Your task.
Output only the entries, exactly as given, without the pictures.

Task material.
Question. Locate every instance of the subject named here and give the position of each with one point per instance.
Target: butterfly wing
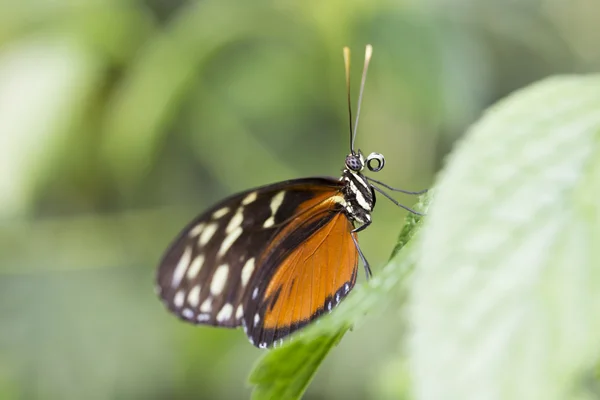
(204, 275)
(306, 271)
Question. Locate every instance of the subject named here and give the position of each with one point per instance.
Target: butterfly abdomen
(358, 195)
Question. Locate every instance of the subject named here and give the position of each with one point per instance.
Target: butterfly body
(274, 258)
(270, 259)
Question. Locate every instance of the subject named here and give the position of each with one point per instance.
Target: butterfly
(274, 258)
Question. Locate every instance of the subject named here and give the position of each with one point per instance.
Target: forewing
(204, 274)
(308, 270)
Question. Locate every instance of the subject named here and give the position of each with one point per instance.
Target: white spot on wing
(221, 212)
(225, 313)
(339, 200)
(276, 202)
(249, 199)
(194, 296)
(219, 279)
(206, 305)
(195, 267)
(196, 230)
(247, 271)
(236, 220)
(179, 299)
(182, 265)
(229, 240)
(269, 222)
(207, 233)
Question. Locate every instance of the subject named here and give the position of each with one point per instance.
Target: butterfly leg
(396, 189)
(360, 253)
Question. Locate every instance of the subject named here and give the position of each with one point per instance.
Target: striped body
(359, 196)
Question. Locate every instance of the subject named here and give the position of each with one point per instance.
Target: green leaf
(505, 302)
(285, 372)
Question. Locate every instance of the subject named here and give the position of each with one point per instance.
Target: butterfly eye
(375, 162)
(354, 163)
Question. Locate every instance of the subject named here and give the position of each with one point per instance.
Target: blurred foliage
(508, 304)
(121, 120)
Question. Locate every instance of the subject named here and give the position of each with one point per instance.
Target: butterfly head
(356, 162)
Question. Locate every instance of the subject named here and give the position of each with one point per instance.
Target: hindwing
(204, 277)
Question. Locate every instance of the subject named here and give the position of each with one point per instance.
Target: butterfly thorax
(358, 195)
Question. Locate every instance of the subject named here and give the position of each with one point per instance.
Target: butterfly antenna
(347, 68)
(368, 54)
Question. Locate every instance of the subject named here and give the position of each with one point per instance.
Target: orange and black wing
(206, 275)
(308, 268)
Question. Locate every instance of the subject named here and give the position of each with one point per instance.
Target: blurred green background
(121, 120)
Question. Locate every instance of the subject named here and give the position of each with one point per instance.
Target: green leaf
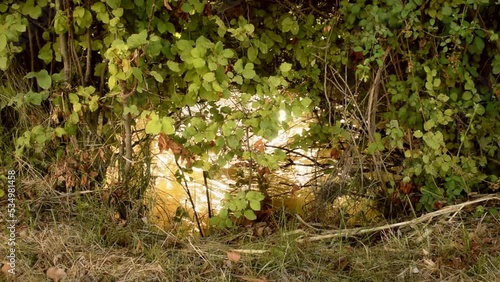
(285, 67)
(428, 125)
(227, 53)
(60, 131)
(3, 41)
(418, 134)
(250, 215)
(446, 10)
(157, 76)
(238, 66)
(209, 77)
(252, 54)
(154, 126)
(198, 63)
(136, 40)
(173, 66)
(306, 102)
(287, 24)
(43, 79)
(248, 73)
(167, 125)
(255, 205)
(467, 95)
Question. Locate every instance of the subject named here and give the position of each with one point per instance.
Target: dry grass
(82, 238)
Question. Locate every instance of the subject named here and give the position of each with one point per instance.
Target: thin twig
(426, 217)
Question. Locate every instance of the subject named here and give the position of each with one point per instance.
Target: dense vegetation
(408, 89)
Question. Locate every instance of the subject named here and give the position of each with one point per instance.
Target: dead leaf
(56, 274)
(162, 142)
(139, 248)
(7, 269)
(259, 146)
(250, 279)
(233, 256)
(167, 5)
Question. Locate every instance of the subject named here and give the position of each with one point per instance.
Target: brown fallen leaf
(7, 270)
(56, 274)
(233, 256)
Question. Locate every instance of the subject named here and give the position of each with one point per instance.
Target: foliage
(391, 78)
(235, 206)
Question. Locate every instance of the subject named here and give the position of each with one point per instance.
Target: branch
(426, 217)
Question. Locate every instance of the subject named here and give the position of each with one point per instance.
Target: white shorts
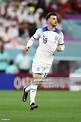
(38, 67)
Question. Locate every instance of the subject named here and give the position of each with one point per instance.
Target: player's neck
(51, 28)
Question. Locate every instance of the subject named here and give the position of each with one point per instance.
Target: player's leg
(26, 89)
(34, 85)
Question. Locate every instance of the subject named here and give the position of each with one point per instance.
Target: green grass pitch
(54, 106)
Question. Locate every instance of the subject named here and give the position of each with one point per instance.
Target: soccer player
(50, 39)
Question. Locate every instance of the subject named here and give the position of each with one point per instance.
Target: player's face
(52, 20)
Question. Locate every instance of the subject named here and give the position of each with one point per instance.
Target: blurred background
(19, 20)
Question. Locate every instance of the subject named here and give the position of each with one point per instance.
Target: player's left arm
(61, 45)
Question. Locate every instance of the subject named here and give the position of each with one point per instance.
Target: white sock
(27, 88)
(33, 91)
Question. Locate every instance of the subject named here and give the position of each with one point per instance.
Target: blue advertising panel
(6, 81)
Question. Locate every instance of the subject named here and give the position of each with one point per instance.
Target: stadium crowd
(19, 19)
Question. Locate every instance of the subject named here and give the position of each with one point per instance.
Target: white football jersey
(48, 42)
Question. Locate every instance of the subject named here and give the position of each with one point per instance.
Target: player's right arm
(35, 37)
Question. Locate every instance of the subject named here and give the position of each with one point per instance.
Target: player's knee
(37, 81)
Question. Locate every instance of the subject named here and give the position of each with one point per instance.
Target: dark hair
(49, 14)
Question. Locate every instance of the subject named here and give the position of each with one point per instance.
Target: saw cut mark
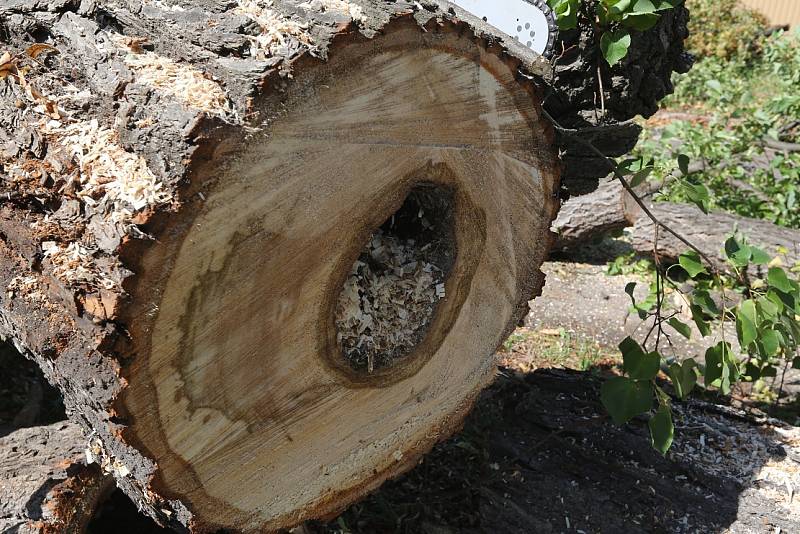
(395, 285)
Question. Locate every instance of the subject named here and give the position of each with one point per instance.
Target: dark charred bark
(631, 88)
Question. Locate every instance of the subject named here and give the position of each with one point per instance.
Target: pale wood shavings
(24, 286)
(97, 453)
(277, 30)
(386, 303)
(355, 12)
(107, 171)
(183, 82)
(74, 265)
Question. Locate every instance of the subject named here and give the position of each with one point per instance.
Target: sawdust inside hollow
(394, 288)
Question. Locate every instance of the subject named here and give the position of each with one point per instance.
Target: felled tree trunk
(46, 486)
(191, 192)
(266, 250)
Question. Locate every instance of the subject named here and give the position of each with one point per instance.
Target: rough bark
(46, 486)
(709, 232)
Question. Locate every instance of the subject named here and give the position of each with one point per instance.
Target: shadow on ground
(538, 455)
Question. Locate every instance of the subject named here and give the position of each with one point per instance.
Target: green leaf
(720, 368)
(746, 323)
(768, 308)
(684, 377)
(699, 196)
(769, 342)
(702, 298)
(662, 431)
(615, 45)
(770, 371)
(738, 253)
(699, 320)
(683, 164)
(759, 256)
(640, 176)
(566, 12)
(681, 327)
(638, 364)
(752, 372)
(777, 278)
(624, 398)
(691, 263)
(714, 85)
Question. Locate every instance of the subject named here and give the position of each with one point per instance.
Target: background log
(610, 208)
(709, 232)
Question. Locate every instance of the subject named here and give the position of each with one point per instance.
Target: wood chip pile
(388, 301)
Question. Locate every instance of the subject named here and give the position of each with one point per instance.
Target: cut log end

Result of the task.
Question. Locate every instance of the subject named here and give the position of each with one point per instance.
Target: butterfly wing
(204, 275)
(306, 271)
Question. Locate every instance of the subject named here and give the position of each with one point per instance.
Target: butterfly abdomen
(358, 195)
Question. Locate every instance of the subject named here and give the position of each with one point per instance.
Target: butterfly body
(274, 258)
(270, 259)
Question. Locate every instance of the subject named here and give the position of each with one point per instance.
Target: butterfly
(274, 258)
Question. Locate every instance of the subject named here and give the position of each with one point per instance.
Target: forewing
(204, 274)
(308, 270)
Question. Locate every instance of the subject named here and give the position of each with one point per instance.
Target: white spot on wing
(221, 212)
(225, 313)
(339, 200)
(276, 202)
(249, 199)
(194, 296)
(219, 279)
(206, 305)
(195, 267)
(196, 230)
(247, 271)
(236, 220)
(179, 299)
(182, 265)
(229, 240)
(269, 222)
(207, 233)
Question. Locate every instance of the subject named here and give the position of each with one point per instance.
Target: butterfly leg
(396, 189)
(360, 253)
Question. Locate every instance of the subject named here and give the position of each with one point per instance.
Target: striped body
(359, 196)
Question. Locate every instance of the subject named here and give the position of each with one point per instance.
Target: green leaf
(505, 302)
(285, 372)
Question. Locate every instance of the subject named here and give the position of each with one point per instance.
Target: butterfly eye
(375, 162)
(354, 163)
Question. Locate every instance of the subject named here and give the position of each with one point per instance.
Target: blurred foliage
(508, 304)
(121, 120)
Question. Locate every instance of the subject named here and give the position of each with one point per instance.
Target: butterfly head
(356, 162)
Question. Locate every instance of the subject named here and give the position of each with one point per instance.
Target: hindwing
(204, 277)
Question. Locate every instance of the subject named here and give the position of each with one point per instance.
Target: butterfly thorax
(358, 195)
Question. Locate every instance of the subject named here and give the position of each with one point per instance.
Target: butterfly antenna
(347, 68)
(368, 54)
Question. Locate every instance of the subject named here and give the position of each with one point per instance.
Target: orange and black wing
(206, 275)
(308, 268)
Question. Locate every instance of the subject named here and give the position of each with one point per instance.
Target: blurred green background
(121, 120)
Question. Locate every instance of the subject named here and give the position of each with one point per instance.
Target: green leaf
(285, 67)
(428, 125)
(227, 53)
(60, 131)
(3, 41)
(418, 134)
(250, 215)
(446, 10)
(157, 76)
(238, 66)
(209, 77)
(252, 54)
(154, 126)
(198, 63)
(136, 40)
(173, 66)
(306, 102)
(287, 24)
(43, 79)
(248, 73)
(167, 125)
(255, 205)
(467, 95)
Question. Locate every instance of the subject named here and give the position of each with one point per instance.
Target: dry grass
(82, 238)
Question. Locate every instance of the subject named here and give the position of each with one point per instance.
Target: thin twig
(426, 217)
Question. Locate every instance of the subject named here and give the position of each with one point per instance.
Target: dense vegetation
(408, 89)
Question. Locate every instance of the subject named here and give the position of each with one point per instance.
Target: dead leaf
(56, 274)
(162, 142)
(139, 248)
(7, 269)
(259, 146)
(250, 279)
(233, 256)
(167, 5)
Question. Locate every instance of the subject named here and give the position of each with one point per instance.
Target: brown fallen leaf
(7, 270)
(56, 274)
(233, 256)
Question. Locate every instance of the subject named here and give the position of each with one point per instance.
Target: foliage
(391, 78)
(235, 206)
Question. Locate every instance of the subject named here and give the position of each with one point per instance.
Target: branch
(426, 217)
Question. Locate every instance of the subject named here and give the position of each with one point per instance.
Target: white shorts
(38, 67)
Question. Locate every instance of the subject named here and give the position of each with one point per instance.
Target: player's neck
(51, 28)
Question. Locate every instance of the subject named here and give the position of each with one point per instance.
Target: player's leg
(26, 89)
(34, 85)
Question. Locate every instance of the subject named here and give the position of each with one point per instance.
Target: green grass pitch
(54, 106)
Question. Locate every instance of the subject named here and give the position of each with one point per instance.
Target: soccer player
(50, 39)
Question. Locate every instance of the subject named here and give the position of each with one point per instance.
Target: player's face
(52, 20)
Question. Locate every instance of the subject named here and give the position of each with one point per instance.
Target: blurred background
(19, 20)
Question. Locate every instance of the subject named here and give the position of each with one point per instance.
Target: player's left arm
(61, 45)
Question. Locate every instance of the subject named here and give the position of each with one point per instance.
Target: white sock
(27, 88)
(33, 91)
Question. Locate every instance of the subject named here and give the position of each with one point per instance.
Target: blue advertising panel
(6, 81)
Question. Locate every instance of the subject named here and give the position of each with one point per instance.
Target: stadium crowd
(19, 19)
Question. Locate every instance of the subject named here and give the position of each with one point per instance.
Target: white football jersey
(48, 42)
Question. Locate every instance of the subject named here and give the position of each with one point per instance.
Target: player's right arm
(35, 37)
Question. Locate every instance of the subject named here and give the position of each with one point per instance.
Target: player's knee
(37, 81)
Question. Locate every instance of the subject named here and give the position of each with one point per instance.
Target: dark hair
(49, 14)
Question. Locate every instance of the subject named here and give the position of each with one point per instance.
Target: saw cut mark
(395, 285)
Question. Locate every instance of the subject named here and give the position of each with one point per instance.
Target: dark charred bark
(631, 88)
Question. Locate every instance of the subject named here and give the position of each with one point per instance.
Target: pale wood shavings
(24, 286)
(97, 453)
(277, 30)
(386, 303)
(355, 12)
(107, 171)
(183, 82)
(74, 265)
Question. Locate every instance of the subject named here and give the position of each with one point per instance.
Target: sawdust inside hollow
(394, 288)
Question. Locate every instance of the subject named here and give the position of each with one point per instance.
Target: felled tree trunk
(46, 486)
(191, 192)
(266, 250)
Question. Locate every instance of the subject named here and give the position of each with one point per instance.
Target: rough bark
(46, 486)
(709, 232)
Question. Locate every instance of the subject named here and give the position of each with one point per instance.
Target: shadow on ground
(538, 455)
Question. Locate every instance of the subject named here and give the position of each with one point per instance.
Target: green leaf
(720, 368)
(746, 323)
(768, 308)
(684, 377)
(699, 196)
(769, 342)
(702, 298)
(662, 431)
(615, 45)
(770, 371)
(738, 253)
(699, 320)
(683, 164)
(759, 256)
(640, 176)
(566, 12)
(681, 327)
(638, 364)
(752, 372)
(777, 278)
(624, 398)
(691, 263)
(714, 85)
Question. Locate every instance of the subject named here and give the position of each with one point per instance.
Target: background log
(610, 208)
(709, 232)
Question. Locate every instance of the subject named here and give the position of each with one point per instance.
Target: wood chip pile
(388, 301)
Question. Locate every instance of the subject named here and give the position of each with one point per instance.
Target: cut log end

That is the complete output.